"""

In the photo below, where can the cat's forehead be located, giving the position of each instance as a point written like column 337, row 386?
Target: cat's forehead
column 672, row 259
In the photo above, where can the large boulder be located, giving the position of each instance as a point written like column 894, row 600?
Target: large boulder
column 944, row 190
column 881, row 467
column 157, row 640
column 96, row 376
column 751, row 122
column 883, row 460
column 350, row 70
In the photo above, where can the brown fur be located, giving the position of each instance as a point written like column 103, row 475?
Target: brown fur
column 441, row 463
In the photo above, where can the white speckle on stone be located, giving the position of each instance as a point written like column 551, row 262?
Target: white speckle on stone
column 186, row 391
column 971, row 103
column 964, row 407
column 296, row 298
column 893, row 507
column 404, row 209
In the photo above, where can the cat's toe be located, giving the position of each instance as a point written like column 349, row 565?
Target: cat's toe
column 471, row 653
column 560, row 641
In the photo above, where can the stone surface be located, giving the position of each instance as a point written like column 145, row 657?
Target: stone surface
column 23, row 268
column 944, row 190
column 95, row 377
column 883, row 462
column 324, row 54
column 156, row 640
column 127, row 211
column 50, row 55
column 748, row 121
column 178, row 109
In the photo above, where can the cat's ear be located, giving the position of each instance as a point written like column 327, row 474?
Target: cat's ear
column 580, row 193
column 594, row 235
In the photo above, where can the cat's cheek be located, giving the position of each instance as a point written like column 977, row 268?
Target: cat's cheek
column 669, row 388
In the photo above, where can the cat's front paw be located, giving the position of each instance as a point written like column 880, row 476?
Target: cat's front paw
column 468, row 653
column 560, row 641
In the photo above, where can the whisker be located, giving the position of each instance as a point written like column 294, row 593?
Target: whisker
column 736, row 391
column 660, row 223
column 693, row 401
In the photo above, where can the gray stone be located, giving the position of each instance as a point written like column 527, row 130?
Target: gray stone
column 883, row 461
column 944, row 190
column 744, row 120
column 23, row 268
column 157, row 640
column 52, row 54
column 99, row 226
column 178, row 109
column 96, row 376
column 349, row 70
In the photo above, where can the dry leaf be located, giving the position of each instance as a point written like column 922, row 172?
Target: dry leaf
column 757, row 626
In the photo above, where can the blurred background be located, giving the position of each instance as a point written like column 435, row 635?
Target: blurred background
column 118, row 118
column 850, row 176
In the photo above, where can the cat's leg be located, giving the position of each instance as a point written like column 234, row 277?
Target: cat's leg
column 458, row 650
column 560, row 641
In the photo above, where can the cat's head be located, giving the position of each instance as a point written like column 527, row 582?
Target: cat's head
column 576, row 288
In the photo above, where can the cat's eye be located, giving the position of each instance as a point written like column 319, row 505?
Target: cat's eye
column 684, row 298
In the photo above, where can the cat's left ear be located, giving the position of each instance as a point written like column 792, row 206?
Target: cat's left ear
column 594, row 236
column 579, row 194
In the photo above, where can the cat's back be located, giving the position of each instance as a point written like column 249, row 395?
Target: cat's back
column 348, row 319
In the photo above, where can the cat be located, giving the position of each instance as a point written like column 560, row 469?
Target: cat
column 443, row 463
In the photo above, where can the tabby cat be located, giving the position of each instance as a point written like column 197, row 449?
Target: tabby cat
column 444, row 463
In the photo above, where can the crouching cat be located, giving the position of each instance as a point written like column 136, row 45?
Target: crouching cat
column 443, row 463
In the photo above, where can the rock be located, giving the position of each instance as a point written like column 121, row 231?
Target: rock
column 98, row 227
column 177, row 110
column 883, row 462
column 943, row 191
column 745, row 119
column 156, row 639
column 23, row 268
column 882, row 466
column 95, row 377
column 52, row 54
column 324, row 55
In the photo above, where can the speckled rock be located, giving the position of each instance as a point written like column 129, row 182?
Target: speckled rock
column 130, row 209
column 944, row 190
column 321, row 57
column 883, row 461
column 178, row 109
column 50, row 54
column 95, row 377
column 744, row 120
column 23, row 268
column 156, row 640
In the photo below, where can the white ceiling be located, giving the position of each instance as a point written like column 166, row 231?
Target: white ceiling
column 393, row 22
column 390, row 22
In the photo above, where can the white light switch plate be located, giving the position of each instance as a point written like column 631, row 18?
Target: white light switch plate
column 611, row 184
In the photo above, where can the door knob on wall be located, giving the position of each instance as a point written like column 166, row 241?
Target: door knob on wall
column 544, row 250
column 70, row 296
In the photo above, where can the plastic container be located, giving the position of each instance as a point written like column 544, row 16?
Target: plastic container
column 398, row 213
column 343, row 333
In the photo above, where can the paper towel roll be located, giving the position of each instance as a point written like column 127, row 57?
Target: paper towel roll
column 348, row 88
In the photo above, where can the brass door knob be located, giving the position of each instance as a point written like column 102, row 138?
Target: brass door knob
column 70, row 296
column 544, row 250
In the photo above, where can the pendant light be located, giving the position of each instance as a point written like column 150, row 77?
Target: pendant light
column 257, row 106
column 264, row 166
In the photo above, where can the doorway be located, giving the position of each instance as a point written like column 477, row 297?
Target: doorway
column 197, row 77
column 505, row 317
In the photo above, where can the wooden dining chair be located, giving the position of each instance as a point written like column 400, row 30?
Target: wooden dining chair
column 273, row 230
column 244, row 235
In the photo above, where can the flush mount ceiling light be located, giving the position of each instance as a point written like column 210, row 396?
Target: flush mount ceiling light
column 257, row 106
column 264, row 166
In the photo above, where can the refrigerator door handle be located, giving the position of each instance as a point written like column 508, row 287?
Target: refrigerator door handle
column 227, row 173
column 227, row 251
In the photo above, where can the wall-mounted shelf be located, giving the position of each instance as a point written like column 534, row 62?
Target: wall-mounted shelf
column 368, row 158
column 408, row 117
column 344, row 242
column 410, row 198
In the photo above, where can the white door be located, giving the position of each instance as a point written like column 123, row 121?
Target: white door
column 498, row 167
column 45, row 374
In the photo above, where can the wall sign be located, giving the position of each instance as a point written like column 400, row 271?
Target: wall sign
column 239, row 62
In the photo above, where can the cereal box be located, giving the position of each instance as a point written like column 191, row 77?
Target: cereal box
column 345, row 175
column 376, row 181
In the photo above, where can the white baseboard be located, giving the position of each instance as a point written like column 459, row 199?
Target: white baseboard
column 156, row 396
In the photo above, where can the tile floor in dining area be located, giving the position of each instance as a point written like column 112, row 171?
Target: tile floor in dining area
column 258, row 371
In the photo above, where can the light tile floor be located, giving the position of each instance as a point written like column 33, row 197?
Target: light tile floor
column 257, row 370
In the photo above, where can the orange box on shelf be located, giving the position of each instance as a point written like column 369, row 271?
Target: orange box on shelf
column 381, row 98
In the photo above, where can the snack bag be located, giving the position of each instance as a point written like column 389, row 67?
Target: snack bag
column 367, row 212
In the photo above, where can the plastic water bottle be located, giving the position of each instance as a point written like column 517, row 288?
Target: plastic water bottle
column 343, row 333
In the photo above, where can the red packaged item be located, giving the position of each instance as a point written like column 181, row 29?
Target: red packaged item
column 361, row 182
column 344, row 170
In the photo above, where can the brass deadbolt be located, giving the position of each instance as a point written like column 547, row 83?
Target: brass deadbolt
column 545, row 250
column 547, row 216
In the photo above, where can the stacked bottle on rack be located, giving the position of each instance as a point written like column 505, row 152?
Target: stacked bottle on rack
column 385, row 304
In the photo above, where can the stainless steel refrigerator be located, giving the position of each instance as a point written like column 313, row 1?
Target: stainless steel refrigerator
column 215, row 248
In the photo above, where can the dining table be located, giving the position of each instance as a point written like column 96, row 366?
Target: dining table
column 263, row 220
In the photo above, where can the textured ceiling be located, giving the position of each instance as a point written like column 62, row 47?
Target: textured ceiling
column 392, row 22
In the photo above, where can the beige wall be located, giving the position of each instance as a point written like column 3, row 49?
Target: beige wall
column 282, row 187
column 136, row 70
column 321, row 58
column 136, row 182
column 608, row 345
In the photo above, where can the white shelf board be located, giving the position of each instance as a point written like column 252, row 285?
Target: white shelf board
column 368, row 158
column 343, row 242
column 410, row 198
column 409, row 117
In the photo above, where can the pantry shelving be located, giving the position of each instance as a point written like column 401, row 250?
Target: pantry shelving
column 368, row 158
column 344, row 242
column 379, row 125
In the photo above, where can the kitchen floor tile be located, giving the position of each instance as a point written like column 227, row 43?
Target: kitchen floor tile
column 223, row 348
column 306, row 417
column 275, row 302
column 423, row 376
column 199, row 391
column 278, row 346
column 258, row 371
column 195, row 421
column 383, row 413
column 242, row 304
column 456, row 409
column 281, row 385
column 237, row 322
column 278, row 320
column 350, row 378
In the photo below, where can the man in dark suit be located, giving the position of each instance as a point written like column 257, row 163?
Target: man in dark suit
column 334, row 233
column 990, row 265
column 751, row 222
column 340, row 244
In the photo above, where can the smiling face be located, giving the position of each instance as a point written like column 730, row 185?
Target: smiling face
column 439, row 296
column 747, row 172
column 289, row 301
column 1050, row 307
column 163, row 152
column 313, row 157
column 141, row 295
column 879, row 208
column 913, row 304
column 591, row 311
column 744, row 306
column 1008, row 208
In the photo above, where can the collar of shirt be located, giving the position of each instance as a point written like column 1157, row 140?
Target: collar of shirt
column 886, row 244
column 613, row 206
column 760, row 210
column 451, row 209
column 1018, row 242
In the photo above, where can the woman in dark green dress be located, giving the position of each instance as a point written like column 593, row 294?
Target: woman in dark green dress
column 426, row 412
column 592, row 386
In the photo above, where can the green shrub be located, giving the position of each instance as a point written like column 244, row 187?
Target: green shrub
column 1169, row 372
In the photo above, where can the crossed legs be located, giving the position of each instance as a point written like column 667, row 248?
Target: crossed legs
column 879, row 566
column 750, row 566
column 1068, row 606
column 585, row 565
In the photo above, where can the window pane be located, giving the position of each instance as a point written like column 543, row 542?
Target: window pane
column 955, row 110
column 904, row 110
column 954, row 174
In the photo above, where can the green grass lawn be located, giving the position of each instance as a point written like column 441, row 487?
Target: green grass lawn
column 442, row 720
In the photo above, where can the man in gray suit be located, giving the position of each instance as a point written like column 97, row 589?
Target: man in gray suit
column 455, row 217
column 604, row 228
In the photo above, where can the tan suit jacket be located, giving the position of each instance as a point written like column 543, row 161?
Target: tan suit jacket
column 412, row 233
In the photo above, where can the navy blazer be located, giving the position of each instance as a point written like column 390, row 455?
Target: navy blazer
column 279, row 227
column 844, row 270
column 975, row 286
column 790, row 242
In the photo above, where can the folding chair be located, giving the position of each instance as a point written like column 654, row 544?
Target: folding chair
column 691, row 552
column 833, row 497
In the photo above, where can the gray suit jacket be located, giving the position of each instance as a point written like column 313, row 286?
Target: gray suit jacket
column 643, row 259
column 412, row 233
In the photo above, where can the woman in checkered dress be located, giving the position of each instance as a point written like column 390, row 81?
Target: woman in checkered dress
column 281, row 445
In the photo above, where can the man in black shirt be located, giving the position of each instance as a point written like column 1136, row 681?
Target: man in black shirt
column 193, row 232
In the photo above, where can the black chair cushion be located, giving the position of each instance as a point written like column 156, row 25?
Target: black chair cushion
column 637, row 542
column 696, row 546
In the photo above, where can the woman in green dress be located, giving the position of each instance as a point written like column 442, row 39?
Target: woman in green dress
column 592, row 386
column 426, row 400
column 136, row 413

"""

### [Exercise brief]
Go through the listing above and locate each line that holds the word "below". Copy those lines.

### [Answer to this exercise]
In the photo below, where can the cat's forehead be located, giving the position of each instance as a point written like column 337, row 386?
In the photo below, where can the white ceiling be located, giving the position of each instance as a point written like column 166, row 231?
In the photo below, where can the man in dark suit be located, giving the position of each instance as a point written like column 257, row 163?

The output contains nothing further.